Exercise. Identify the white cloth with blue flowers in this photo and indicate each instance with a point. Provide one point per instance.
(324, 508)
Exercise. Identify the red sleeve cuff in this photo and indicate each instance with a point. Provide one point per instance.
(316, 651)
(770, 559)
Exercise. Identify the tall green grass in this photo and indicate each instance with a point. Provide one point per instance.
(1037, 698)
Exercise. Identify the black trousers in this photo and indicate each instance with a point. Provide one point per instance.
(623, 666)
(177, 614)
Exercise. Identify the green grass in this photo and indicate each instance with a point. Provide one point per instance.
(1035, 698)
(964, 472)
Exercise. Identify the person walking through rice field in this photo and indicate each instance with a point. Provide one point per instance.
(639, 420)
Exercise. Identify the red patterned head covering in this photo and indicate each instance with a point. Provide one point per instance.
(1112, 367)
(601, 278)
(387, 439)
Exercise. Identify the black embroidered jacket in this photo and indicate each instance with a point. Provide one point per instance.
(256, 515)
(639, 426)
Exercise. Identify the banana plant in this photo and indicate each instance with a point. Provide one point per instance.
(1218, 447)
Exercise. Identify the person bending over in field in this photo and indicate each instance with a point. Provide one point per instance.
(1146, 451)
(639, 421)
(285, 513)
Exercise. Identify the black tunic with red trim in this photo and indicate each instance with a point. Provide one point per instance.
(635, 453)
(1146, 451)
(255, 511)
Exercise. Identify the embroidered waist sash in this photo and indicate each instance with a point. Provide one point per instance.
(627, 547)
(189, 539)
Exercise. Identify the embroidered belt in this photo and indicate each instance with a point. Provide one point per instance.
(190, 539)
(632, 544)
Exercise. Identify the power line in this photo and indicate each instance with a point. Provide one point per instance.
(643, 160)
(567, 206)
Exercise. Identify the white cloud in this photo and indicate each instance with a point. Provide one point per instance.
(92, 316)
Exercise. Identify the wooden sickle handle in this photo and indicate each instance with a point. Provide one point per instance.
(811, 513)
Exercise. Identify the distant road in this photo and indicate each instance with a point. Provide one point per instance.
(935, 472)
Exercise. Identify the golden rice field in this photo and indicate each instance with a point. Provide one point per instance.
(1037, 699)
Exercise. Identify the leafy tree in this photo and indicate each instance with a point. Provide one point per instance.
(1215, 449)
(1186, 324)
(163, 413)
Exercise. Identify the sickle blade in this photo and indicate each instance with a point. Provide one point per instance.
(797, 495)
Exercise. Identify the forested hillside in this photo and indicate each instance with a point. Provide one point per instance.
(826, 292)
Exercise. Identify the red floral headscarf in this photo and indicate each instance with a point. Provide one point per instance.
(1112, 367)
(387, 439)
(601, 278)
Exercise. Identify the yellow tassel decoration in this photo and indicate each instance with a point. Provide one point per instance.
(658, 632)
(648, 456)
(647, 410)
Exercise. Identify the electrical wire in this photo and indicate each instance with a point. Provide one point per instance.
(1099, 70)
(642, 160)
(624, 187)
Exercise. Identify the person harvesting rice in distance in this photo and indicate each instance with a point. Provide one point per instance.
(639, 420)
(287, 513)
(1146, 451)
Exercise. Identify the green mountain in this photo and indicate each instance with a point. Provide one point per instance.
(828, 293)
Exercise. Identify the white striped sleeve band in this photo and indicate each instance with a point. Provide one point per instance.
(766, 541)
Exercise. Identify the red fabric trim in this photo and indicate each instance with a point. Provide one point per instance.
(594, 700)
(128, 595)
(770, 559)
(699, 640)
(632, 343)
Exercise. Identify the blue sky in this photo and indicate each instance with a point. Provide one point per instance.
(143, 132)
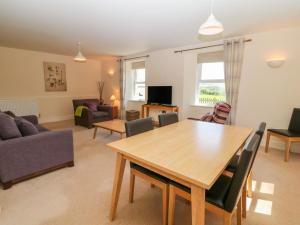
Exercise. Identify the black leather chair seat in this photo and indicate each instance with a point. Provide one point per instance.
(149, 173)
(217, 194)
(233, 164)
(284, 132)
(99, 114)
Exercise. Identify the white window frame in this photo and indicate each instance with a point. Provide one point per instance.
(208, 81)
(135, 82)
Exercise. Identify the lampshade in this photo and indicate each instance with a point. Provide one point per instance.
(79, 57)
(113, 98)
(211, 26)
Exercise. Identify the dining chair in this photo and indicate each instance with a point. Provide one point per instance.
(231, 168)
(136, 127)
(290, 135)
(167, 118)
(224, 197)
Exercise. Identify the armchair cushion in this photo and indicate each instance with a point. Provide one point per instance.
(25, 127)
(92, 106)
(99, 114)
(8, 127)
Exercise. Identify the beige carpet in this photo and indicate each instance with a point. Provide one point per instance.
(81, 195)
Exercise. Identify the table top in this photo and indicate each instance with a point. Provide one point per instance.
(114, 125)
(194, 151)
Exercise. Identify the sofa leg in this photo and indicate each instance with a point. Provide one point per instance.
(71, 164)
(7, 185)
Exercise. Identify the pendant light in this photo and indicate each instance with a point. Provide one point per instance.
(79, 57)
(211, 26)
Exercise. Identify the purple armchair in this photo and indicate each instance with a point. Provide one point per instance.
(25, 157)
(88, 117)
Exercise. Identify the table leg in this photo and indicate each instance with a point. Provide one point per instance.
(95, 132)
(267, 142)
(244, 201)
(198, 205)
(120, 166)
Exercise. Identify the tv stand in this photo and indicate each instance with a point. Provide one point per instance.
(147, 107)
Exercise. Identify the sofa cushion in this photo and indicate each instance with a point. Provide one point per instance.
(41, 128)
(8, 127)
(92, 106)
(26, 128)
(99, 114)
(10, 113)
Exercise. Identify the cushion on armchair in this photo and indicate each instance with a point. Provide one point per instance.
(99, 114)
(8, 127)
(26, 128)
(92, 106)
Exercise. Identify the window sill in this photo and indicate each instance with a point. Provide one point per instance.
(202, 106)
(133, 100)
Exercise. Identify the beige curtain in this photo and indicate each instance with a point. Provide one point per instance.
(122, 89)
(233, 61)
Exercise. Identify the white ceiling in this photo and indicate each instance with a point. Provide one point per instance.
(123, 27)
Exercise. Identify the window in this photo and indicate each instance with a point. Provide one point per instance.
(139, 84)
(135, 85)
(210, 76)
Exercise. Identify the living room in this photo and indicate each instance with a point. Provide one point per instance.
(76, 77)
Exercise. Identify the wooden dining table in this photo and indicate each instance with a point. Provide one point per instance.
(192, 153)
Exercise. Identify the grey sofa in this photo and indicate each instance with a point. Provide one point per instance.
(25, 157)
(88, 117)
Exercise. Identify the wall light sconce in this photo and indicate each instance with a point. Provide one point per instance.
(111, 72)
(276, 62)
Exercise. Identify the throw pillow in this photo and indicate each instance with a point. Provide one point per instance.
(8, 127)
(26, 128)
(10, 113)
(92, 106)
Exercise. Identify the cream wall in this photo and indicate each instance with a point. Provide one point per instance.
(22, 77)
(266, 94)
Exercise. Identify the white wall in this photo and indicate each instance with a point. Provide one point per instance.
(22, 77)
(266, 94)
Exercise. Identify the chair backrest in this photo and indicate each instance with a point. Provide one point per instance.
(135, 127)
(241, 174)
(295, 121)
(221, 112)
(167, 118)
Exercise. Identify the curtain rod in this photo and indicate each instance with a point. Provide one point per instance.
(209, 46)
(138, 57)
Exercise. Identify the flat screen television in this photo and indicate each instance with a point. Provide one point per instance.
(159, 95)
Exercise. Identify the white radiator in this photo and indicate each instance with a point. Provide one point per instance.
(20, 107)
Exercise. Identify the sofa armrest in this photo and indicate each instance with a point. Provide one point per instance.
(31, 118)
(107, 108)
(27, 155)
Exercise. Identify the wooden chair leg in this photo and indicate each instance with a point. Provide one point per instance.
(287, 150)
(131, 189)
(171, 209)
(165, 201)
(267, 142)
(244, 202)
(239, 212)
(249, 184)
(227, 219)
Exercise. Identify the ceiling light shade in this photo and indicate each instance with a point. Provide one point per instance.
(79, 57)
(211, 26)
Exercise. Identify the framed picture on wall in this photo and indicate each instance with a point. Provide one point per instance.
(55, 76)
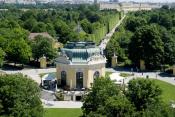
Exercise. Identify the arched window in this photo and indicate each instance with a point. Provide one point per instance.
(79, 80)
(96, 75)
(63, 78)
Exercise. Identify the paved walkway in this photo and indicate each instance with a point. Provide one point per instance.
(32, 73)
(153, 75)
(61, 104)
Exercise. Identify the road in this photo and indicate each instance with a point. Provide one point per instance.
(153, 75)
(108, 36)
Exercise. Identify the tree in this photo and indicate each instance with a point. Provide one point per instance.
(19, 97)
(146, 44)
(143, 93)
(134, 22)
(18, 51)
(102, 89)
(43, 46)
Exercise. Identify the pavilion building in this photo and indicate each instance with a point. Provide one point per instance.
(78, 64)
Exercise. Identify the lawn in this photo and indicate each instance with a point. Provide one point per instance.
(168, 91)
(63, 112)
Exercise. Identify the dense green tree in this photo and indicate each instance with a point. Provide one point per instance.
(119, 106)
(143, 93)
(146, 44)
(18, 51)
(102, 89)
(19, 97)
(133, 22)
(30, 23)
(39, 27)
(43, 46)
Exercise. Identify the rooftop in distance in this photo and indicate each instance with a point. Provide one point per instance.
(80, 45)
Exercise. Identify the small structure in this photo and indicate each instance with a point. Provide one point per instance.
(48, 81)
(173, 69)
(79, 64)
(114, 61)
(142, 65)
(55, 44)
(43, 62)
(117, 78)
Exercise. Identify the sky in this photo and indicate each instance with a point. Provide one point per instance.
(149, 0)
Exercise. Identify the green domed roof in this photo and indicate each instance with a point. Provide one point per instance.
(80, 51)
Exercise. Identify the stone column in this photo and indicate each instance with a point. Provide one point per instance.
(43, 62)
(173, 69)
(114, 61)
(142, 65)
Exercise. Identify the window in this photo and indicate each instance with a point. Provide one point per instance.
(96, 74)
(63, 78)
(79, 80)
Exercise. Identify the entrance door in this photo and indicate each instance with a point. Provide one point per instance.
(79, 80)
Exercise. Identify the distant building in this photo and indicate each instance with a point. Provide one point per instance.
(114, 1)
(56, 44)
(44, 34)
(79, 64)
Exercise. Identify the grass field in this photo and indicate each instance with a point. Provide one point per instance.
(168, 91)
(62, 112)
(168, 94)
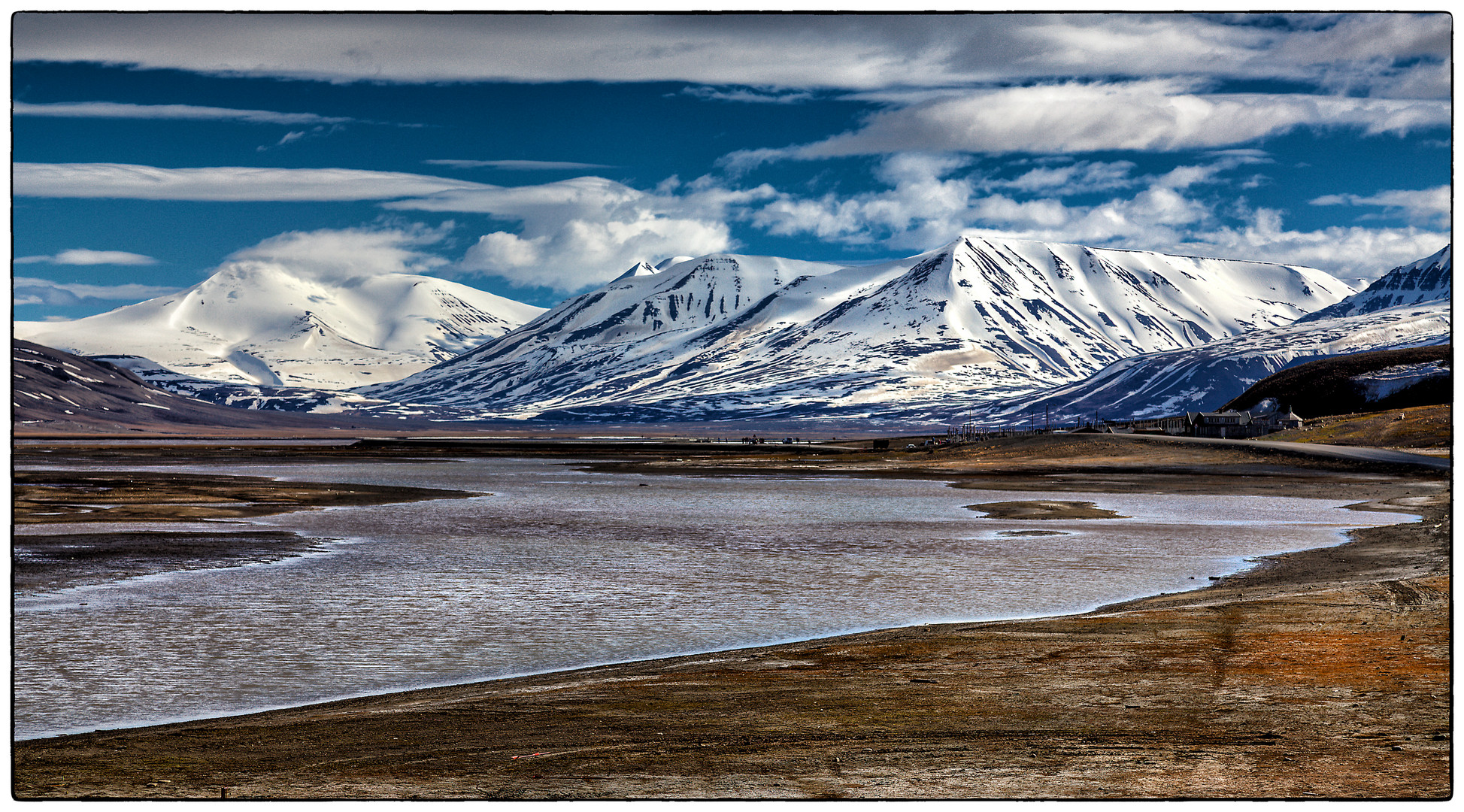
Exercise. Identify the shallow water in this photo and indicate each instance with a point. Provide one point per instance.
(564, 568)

§ REQUEST:
Reproduce word for word the lines running from the line with "Exercise. Identify the entrance" through the end of the data, both included, and nothing else; leave out the pictures.

§ RESPONSE TO THIS TASK:
Exercise. Identify the entrance door in this photo and indicate each instance with a point. Provide one point per instance.
(79, 80)
Exercise. Identify the distant building in this photo and indicate each instance with a point. Provide one point per instance.
(114, 1)
(56, 44)
(44, 34)
(79, 64)
Exercise. Identify the grass field in this photo and indicate each instance with a point. Provide one point per instance.
(168, 91)
(62, 112)
(168, 94)
Exercise. Identify the shallow water in this photo and indicate each instance with a point. Provide one point per instance.
(564, 568)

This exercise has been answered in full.